__DO THIS__: Filter the data below and copy out each line that contains the string "given".

__TASK INPUTS__:
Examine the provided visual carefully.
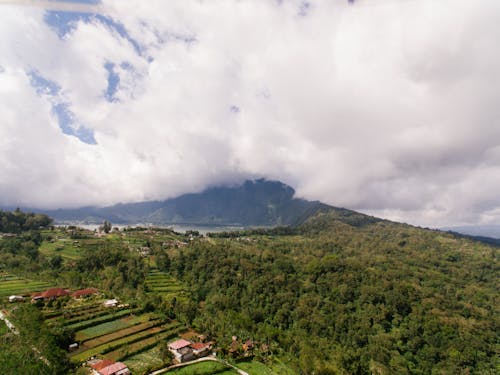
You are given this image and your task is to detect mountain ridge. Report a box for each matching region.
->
[34,179,352,227]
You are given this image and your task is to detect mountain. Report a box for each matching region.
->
[39,179,370,227]
[440,225,500,239]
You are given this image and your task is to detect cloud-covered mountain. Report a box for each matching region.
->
[43,179,344,226]
[0,0,500,226]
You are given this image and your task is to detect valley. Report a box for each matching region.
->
[0,210,499,374]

__THE OUTPUT__:
You are given this image and your task is to detect mountain ridge. Report a box for each matching region.
You are given this image and your task is to detect mountain. Report a box for each matching region.
You are given this image and your task is to detect cloud-covered mountain. Report a box for each matching region.
You are given this image and your task is to detect valley. Report a box for each matching region.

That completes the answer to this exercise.